Acrescente-se a isso os claros indícios do declínio do poderio
norte-americano, percebido até mesmo pelos mais fervorosos exegetas do
imperialismo, na galáxia das novas tecnologias da informação,
comunicação e robótica e a presença declinante do dólar na economia
mundial para delinear os contornos de um novo sistema internacional
pós-hegemónico e no qual o regresso à "diplomacia das canhoneiras"
poderia tentar outros atores do sistema internacional a seguir o (mau)
exemplo dos EUA.
--------------------
Objetivo do exercício. Retome o excerto sobre o declínio do poderio norte-americano e dê-lhe continuidade a partir da última frase. A listagem não tem qualquer relação com o excerto.

Dados brutos.
--------------------
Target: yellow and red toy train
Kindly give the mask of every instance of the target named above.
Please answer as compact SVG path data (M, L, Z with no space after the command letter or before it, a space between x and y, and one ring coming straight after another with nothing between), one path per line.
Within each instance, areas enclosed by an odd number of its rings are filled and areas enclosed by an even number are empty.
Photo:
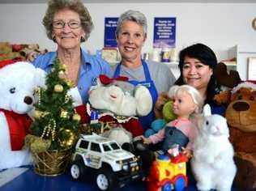
M183 190L188 184L187 161L188 158L181 154L176 157L159 155L149 169L147 190Z

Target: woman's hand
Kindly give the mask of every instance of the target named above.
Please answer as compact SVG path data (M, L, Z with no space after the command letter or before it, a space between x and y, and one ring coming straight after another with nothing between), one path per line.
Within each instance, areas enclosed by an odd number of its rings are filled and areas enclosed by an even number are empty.
M136 138L136 140L139 140L139 138L142 139L144 144L147 144L148 145L148 144L151 143L150 139L148 138L145 138L143 135L138 136L138 137L136 137L134 138Z
M161 92L157 98L156 104L154 106L154 112L156 119L162 119L162 109L164 104L169 100L167 92Z
M27 54L27 61L32 62L33 62L40 54L45 54L48 51L47 49L44 49L44 50L41 50L41 51L36 51L36 50L33 50L30 53L28 53Z
M169 96L167 92L161 92L157 98L155 104L155 108L159 111L162 111L164 104L169 100Z
M182 154L185 155L187 158L190 159L193 156L193 151L190 149L182 147Z

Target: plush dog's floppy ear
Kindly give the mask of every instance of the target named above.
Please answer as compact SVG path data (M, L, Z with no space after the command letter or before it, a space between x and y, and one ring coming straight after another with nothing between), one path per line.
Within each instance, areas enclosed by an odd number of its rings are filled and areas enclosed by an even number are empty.
M147 116L153 107L152 97L148 89L144 86L137 86L134 90L134 97L137 101L137 114Z
M205 104L203 106L203 116L205 117L211 115L211 107L209 104Z
M45 87L46 73L40 69L36 69L36 75L35 76L36 84L40 87Z

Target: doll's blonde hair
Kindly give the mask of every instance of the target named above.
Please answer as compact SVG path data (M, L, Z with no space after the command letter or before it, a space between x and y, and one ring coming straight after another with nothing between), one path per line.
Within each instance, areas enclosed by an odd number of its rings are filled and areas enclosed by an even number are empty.
M197 107L193 113L200 113L202 112L202 108L203 105L203 99L201 96L199 91L194 87L191 87L190 85L173 86L169 89L168 96L169 98L173 99L174 96L182 92L186 92L190 95L194 103L196 104Z

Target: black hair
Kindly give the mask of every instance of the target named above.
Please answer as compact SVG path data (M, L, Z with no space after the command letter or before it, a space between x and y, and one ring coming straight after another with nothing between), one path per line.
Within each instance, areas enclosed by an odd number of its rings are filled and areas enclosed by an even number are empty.
M176 85L185 84L182 78L182 68L184 65L184 59L186 57L191 58L195 58L200 61L203 64L209 66L212 69L214 73L214 69L217 66L217 58L213 52L208 46L203 44L195 44L191 46L188 46L184 49L181 50L179 53L179 69L181 75L175 82ZM205 104L211 104L213 102L213 97L215 94L220 91L220 86L217 84L217 81L214 77L214 74L211 76L210 81L207 85L207 98Z

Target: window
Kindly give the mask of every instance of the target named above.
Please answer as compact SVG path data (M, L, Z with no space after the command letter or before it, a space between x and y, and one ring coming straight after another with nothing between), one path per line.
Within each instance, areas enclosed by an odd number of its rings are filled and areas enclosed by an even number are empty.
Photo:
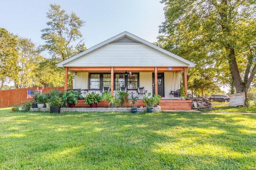
M127 87L127 90L136 90L139 86L139 74L132 73L131 76L124 74L116 73L114 78L114 89ZM111 87L111 75L106 73L90 73L90 88L91 90L102 90L103 87Z
M138 74L133 74L132 76L128 76L128 89L137 90L138 89Z
M110 87L111 76L110 74L90 74L90 90L101 90L103 87Z
M119 89L120 87L127 87L127 90L136 90L138 86L138 74L132 73L131 76L124 74L115 74L115 89Z
M100 74L90 74L90 90L100 90Z
M115 78L115 88L120 89L120 87L125 87L125 75L124 74L116 74Z

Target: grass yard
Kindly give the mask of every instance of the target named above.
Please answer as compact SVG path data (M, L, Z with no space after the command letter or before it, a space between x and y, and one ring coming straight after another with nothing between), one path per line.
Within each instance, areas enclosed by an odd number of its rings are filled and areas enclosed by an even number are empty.
M256 115L12 112L0 169L256 169Z
M236 112L256 113L256 105L252 102L249 107L229 107L228 104L223 104L224 103L214 102L212 103L213 107L215 110L205 111L209 112Z

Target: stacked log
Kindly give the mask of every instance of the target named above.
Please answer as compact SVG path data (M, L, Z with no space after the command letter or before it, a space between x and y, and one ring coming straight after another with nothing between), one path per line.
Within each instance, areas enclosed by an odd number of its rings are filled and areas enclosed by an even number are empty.
M212 104L202 98L194 98L193 99L193 109L214 110L215 109L212 106Z

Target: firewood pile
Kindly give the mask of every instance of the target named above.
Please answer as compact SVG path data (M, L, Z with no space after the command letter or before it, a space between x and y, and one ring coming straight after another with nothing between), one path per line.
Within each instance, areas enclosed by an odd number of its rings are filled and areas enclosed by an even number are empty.
M212 104L202 98L194 98L193 99L193 109L214 110L214 107L212 106Z

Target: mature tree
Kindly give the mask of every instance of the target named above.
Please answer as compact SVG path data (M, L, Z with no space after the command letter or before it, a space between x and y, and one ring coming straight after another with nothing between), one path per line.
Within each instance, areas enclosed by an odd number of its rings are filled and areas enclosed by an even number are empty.
M58 87L64 85L64 72L57 67L57 62L54 59L44 59L36 69L35 86Z
M42 57L31 39L19 37L17 49L18 51L17 77L13 80L17 88L32 86L35 76L34 70Z
M194 92L204 97L205 94L209 96L221 92L216 83L215 73L210 69L199 70L194 68L188 73L188 87L191 90L192 94Z
M6 29L0 28L0 90L8 78L16 78L18 59L16 37Z
M247 98L256 73L256 1L161 2L166 20L160 27L161 45L199 66L216 69L223 84L233 83Z
M41 38L46 43L43 48L57 57L59 61L77 54L80 50L85 50L80 31L85 22L74 13L72 12L69 15L65 10L61 10L60 5L50 4L50 7L46 13L46 17L50 20L46 23L49 27L41 30Z

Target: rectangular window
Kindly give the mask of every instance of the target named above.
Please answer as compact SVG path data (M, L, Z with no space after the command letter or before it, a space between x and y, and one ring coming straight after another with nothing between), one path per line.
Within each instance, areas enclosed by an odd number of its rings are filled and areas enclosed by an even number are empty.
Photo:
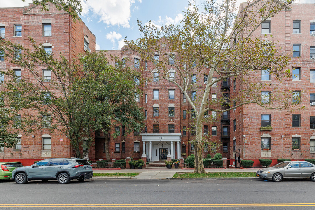
M271 33L270 30L270 21L264 21L261 23L261 33L270 34Z
M294 20L293 22L293 33L301 33L301 21Z
M216 135L216 127L212 126L211 128L211 135L213 136Z
M175 116L175 108L174 106L169 107L169 117L174 117Z
M292 138L292 150L300 150L300 137L293 137Z
M294 57L300 57L301 56L301 45L300 44L295 44L293 45L293 51Z
M261 138L261 150L270 149L270 138Z
M292 115L292 127L300 127L301 124L301 115Z
M120 150L120 147L119 146L119 143L115 143L115 151L119 152Z
M261 80L263 81L268 81L270 80L270 73L269 69L261 70Z
M169 90L169 99L175 99L175 90Z
M153 107L153 116L158 116L158 107Z
M153 90L153 99L158 99L158 90Z
M140 143L138 142L134 142L134 151L139 152L140 151L139 150L139 146Z
M174 133L175 132L175 125L169 125L169 133Z
M126 151L126 143L125 142L122 142L121 143L121 151Z
M269 104L270 101L270 91L261 91L261 103Z
M270 115L261 115L261 127L267 127L271 125Z
M292 79L293 80L301 80L301 69L297 68L292 70Z
M42 150L51 150L51 140L50 138L42 138Z
M43 70L43 82L50 82L51 80L51 71L47 69Z
M22 25L20 24L14 24L14 36L22 36Z
M43 35L44 37L51 36L51 24L43 25Z
M159 130L159 125L153 125L153 133L158 133L158 130Z

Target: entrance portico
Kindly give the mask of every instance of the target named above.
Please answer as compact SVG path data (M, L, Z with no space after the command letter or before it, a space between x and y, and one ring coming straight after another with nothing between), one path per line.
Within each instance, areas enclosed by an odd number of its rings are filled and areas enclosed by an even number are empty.
M180 157L181 133L141 133L140 135L142 136L142 157L148 156L150 161L166 160L168 151L170 151L172 159ZM177 157L175 156L176 144ZM148 155L147 153L146 155L146 151L149 151Z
--------------------
Resposta.
Se a força bruta é agora o que rege o funcionamento das relações
internacionais, que razões teria a China para esperar até 2049, quando
se completará o primeiro centenário da Revolução, para reintegrar a
província rebelde de Taiwan à jurisdição nacional? Por que não imitar os
EUA e fazê-lo agora, aproveitando sua enorme superioridade militar e o
fato de que Washington está envolvido em uma guerra cara e prolongada em
sua própria vizinhança? Como reagiriam os EUA, atolados em uma guerra
impossível de vencer na Venezuela, diante de tal movimento militar de
Pequim? Retiraria as suas tropas da república bolivariana, numa fuga
caótica como fizeram no Afeganistão, atravessando meio mundo para
enfrentar o país que, segundo todos os documentos oficiais dos EUA,
designam como uma entidade maligna e seu inimigo número um, o rival a
ser derrotado? Ou Washington se limitaria a solicitar uma sessão urgente
do Conselho de Segurança, o que provocaria uma gargalhada universal?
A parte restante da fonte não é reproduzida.